Madam Speaker, I want to thank the hon. member for Sherbrooke for sharing with the House his thinking behind the motion he has brought before us.
I wish to share with the House some of our own thoughts on all the subsidiary issues that underlie the broad question of including social condition as a prohibited ground of discrimination. I am able to do so at this time because the Department of Justice is already in the process of comprehensively reviewing this matter to ensure a responsible and considered response can be made.
The importance of ensuring that Canada continues to have an effective and responsive human rights system cannot be overstated. The government's commitment to this goal will not be undermined by hasty or shortsighted amendments, the effect of which could be to overburden the commission or to run counter to the human rights progress we have worked so hard to achieve.
Social condition without the proper constraints or study could have that effect on our human rights scheme. One thing the hon. member has intimated is that the purpose of the motion before the House is related to protecting from discrimination only those individuals of a lower or disadvantaged socio-economic status. Yet, the meaning of the term “social condition” is by no means that apparent. It implies no obvious limitations or constraints. Its definition is completely open to a variety of wide-ranging and potentially problematic interpretations.

Extracted entries -
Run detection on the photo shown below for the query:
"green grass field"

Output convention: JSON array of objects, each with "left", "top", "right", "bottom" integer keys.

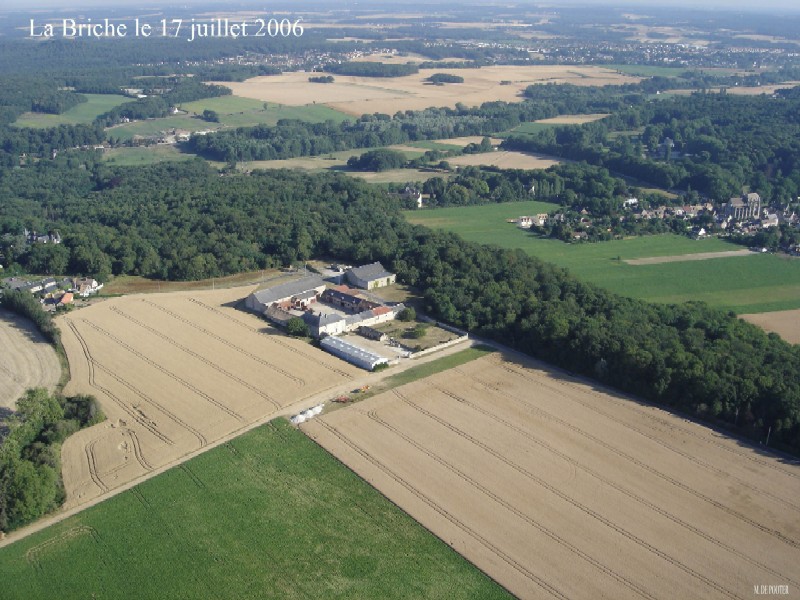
[
  {"left": 0, "top": 419, "right": 509, "bottom": 600},
  {"left": 14, "top": 94, "right": 133, "bottom": 127},
  {"left": 108, "top": 102, "right": 347, "bottom": 140},
  {"left": 180, "top": 96, "right": 352, "bottom": 127},
  {"left": 406, "top": 202, "right": 800, "bottom": 314},
  {"left": 603, "top": 65, "right": 690, "bottom": 77},
  {"left": 103, "top": 145, "right": 195, "bottom": 167}
]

Goal - According to the speech on social condition as a ground of discrimination, which department is already reviewing the matter comprehensively? The records are material separate from the speech.

Solution to the exercise - The Department of Justice.